• **The tasks**
1. Decide whether each statement below agrees with the detailing thread, answering yes or no and quoting the deciding words from the thread. (a) georgey2011 has worked on about seven cars. (b) Mirror Finish Details lost business after raising prices by 20%. (c) The first poster went professional after being made redundant at BAE.
2. Carry the detailing thread on from its last sentence.

**** Document ****

I've just came across this post and TBH I hope you're not talking about me! I've read a few pages and got to this post, which I think is directed to me.

I know DF may be wrong in terms of who the OP is directed at, as I know a certain individual that was asking the same question a while back, but I knew where LP sat from the start, lol.

I started professionally last year, after years of learning and asking questions, then getting made redundant @ BAE, then making the step, working for a trader pretty much full time for a time before doing any clients cars.

My first correction experiences were flatting back paintwork I'd done for my own car and friends way back and machining back up....


----------



## georgey2011 (Oct 24, 2011)

There are a lot of naive people out there who claim to know all the ins and outs of detailing yet dont know their **** from their elbow. Ive done about 7 cars to date was a newbie a year ago and never had one dissapointed customer and never ****ed up someones car either. I wouldnt class myself as experienced either but i know my stages, what each product is and does, pads and all the rest of it, if i didnt i wouldnt go near other peoples cars.. but with everything in life there is always some numpty out there ready to ruin it for the rest of us !


----------



## Mirror Finish Details (Aug 21, 2008)

As I say competition. 
That was a big part of my Economics Degree.

I have worked for IBM, Compaq and Dell in my life and we fought like cat and dog over tenders for public sector. In the end Dell won, the cheaper company with better service won.

That was a past life.

I have my pricing that even though I have put my prices up by 20% I am still winning good business. I will play the weekend warrior at his game and use the old sales technique and close. I win some and even get the revenue up.

**** Dataset entries ****

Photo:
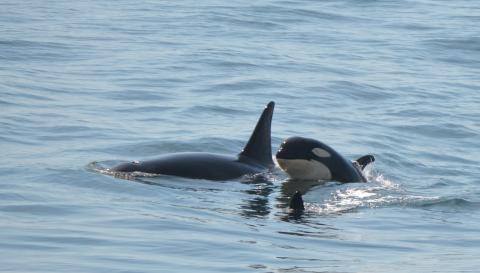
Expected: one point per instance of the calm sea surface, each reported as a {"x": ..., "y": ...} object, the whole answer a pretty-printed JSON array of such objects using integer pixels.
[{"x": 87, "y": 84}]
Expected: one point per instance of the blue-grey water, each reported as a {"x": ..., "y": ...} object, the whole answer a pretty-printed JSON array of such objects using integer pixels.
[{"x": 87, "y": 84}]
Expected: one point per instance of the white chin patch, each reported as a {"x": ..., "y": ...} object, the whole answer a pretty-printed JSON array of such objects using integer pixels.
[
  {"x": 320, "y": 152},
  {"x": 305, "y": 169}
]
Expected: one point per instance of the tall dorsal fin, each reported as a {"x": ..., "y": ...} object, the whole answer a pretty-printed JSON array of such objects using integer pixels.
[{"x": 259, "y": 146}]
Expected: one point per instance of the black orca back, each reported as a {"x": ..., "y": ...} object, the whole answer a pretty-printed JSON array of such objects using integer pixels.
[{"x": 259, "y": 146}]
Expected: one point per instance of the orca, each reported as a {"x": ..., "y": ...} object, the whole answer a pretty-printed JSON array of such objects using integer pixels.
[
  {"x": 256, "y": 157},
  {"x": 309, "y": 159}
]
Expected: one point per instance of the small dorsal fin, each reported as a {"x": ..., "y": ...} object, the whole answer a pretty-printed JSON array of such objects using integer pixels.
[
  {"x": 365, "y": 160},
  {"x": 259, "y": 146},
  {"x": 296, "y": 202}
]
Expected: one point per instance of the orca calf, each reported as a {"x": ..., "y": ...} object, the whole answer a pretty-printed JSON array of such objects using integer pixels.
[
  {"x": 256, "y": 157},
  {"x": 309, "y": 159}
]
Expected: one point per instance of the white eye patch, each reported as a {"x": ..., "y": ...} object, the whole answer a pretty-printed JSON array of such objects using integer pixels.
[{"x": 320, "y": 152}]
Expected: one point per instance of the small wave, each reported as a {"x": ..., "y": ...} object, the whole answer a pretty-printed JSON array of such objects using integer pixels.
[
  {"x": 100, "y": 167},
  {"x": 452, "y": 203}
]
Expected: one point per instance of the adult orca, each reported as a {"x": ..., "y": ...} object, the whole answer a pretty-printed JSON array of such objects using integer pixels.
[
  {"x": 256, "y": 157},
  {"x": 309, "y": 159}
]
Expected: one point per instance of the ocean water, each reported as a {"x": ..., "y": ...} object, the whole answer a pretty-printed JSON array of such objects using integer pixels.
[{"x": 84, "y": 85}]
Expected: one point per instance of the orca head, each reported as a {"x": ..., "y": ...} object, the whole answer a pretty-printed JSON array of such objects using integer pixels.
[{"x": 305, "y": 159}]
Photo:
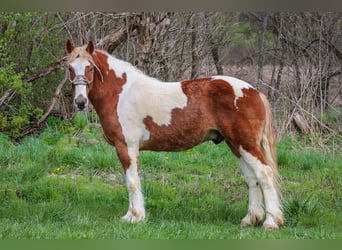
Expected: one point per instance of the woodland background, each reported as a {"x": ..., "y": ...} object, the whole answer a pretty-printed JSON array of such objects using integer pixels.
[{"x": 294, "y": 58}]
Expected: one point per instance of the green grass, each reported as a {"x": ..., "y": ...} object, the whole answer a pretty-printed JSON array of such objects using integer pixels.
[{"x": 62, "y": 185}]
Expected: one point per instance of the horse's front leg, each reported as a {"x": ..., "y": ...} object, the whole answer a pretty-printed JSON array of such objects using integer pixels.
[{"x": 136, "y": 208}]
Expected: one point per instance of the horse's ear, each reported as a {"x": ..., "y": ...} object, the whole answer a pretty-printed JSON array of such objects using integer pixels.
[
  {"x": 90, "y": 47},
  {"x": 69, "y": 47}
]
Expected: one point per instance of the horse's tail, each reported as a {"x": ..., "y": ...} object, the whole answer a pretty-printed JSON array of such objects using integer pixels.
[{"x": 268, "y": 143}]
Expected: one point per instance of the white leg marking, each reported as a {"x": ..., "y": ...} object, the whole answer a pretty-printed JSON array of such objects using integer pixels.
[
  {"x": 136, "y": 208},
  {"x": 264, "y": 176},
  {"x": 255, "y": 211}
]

****

• **Set of answers**
1.
(a) Yes: "Ive done about 7 cars to date"
(b) No: "even though I have put my prices up by 20% I am still winning good business"
(c) Yes: "then getting made redundant @ BAE, then making the step"

2.
Detailing is all about passion, sales skill, pricing and closing the customer down.

No use moaning about it, competition is everywhere, we live in a compatative world and no way could detailing prices be fixed. Just get on with it and learn from the jobs you loose.

As an ex Sales Director for Dell Computers I should be selling my sales skills!!!???


----------



## tom-225 (Aug 30, 2009)

Mirror Finish Details said:


> As I say competition.
> That was a big part of my Economics Degree.
> 
> I have worked for IBM, Compaq and Dell in my life and we fought like cat and dog over tenders for public sector. In the end Dell won, the cheaper company with better service won.
> ...


I agree with you there buddy i have no problem with competition, infact with detailing i find it can actually help get the ideas of detailing out there.

My only problem is absolute cowboys who havent got a clue what they are doing.


----------



## Defined Reflections (Jun 4, 2009)

Deeper Detail said:


> I've just came across this post and TBH I hope you're not talking about me! I've read a few pages and got to this post, which I think is directed to me.
> 
> I know DF may be wrong in terms of who the OP is directed at, as I know a certain individual that was asking the same question a while back, but I knew where LP sat from the start, lol.
> 
> ...


No its not you!


----------



## Deeper Detail (Oct 31, 2010)

Defined Reflections said:


> No its not you!


Thanks for the info mate and the pm's I've received off you and Russ, I was getting paranoid last night :thumb:


----------



## Mirror Finish Details (Aug 21, 2008)

I was sent a book by my detailing friend in the US Renny Doyle; the guy who detailed Air Force One. The book is an inspiration, not a detailing book but how to run a detailing business. It has changed my outlook. Hence why I put my prices up. 

But.....i will still attack the weekend warrior as it's a war out there. Example, a potential customer rang me and said XX company quoted £210 for a correction, told him to go for it as I will not compete. He asked me why I said I would only do an enhancement for £210. Talked to him, asked loads of open ended questions, the guy XX could only do it a weekend was doing it part time. I sold him my service, added an extra £100 to the deal and closed him as I had my diary to hand I could tie him down and take a deposit. Bish bash I make £310 for the day and a £100 deposit sat in the bank.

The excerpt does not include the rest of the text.